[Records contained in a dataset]
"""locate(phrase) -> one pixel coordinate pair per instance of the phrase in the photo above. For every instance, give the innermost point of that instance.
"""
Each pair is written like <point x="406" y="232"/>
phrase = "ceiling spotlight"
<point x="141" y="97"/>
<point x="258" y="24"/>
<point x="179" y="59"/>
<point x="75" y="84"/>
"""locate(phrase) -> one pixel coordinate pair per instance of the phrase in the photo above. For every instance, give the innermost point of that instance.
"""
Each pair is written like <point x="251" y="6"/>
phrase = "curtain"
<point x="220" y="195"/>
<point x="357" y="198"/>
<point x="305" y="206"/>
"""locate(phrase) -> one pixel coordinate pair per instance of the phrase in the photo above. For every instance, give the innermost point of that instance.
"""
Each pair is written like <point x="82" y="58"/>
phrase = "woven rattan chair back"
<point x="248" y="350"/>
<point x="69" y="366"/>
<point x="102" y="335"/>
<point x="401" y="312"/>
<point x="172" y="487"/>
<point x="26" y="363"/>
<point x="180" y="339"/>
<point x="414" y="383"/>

### [Directions]
Every line above is to be transcribed exactly, with nothing dropped.

### [Response to the task]
"""locate(phrase) -> one pixel coordinate pair per instance of the phrase in the photo above. For every instance, give the innermost point of that instance.
"""
Each pair is written like <point x="406" y="232"/>
phrase = "ceiling spotlight"
<point x="141" y="97"/>
<point x="258" y="24"/>
<point x="179" y="59"/>
<point x="75" y="84"/>
"""locate(phrase) -> one pixel coordinate pair per instance of the phrase in the photo above. For every instance, give the innermost point of that instance.
"""
Each pair is written like <point x="251" y="6"/>
phrase = "curtain"
<point x="220" y="195"/>
<point x="357" y="198"/>
<point x="305" y="206"/>
"""locate(phrase) -> one pixel coordinate pair per instance of the phrase in the photo above. For every instance, give the innermost point of that instance.
"""
Each pair is written like <point x="82" y="58"/>
phrase = "woven rattan chair back"
<point x="248" y="350"/>
<point x="69" y="366"/>
<point x="102" y="335"/>
<point x="401" y="312"/>
<point x="172" y="487"/>
<point x="26" y="363"/>
<point x="180" y="339"/>
<point x="414" y="383"/>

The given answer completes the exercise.